▸ **Goal of the exercise**:
All lines in the records below that hold "green" are to be shown.

▸ **Material for this exercise**:
*-*-*

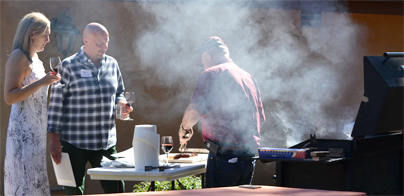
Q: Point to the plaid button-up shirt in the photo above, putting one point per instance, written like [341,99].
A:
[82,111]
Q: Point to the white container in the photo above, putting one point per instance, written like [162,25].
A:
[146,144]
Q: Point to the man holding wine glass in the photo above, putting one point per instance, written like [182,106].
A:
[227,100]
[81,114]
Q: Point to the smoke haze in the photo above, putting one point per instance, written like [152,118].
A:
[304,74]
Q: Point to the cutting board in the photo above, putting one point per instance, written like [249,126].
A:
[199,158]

*-*-*

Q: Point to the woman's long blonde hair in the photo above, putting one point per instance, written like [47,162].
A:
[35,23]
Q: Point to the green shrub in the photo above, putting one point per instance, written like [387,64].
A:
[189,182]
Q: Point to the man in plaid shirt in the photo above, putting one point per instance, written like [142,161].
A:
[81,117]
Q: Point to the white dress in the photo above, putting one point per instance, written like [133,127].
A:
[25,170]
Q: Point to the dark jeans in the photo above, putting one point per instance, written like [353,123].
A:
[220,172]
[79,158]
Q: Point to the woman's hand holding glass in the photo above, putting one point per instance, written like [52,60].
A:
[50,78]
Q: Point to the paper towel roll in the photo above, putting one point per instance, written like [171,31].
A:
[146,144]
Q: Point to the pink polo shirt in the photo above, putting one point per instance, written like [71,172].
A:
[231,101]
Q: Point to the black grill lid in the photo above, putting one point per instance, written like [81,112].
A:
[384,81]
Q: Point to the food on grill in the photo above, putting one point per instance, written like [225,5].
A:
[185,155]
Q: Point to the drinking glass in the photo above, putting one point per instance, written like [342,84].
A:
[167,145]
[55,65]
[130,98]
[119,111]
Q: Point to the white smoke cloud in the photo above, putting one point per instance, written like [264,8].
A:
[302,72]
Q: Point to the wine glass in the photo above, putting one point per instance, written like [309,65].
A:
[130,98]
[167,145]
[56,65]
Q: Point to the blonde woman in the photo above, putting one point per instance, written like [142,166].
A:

*-*-*

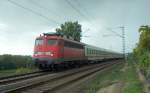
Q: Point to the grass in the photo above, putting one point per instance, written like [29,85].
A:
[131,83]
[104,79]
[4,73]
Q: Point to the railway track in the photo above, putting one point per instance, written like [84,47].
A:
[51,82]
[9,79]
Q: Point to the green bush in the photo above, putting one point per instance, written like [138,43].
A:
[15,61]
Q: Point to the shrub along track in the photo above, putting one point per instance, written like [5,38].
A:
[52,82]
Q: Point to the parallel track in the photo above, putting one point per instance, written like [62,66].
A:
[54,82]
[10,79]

*-*-*

▸ **Result below**:
Q: Point to the green shrub in the photo above, putting one point per instance, written like [387,64].
Q: Point to the green bush in the photo above, putting one point per instance, written like [138,43].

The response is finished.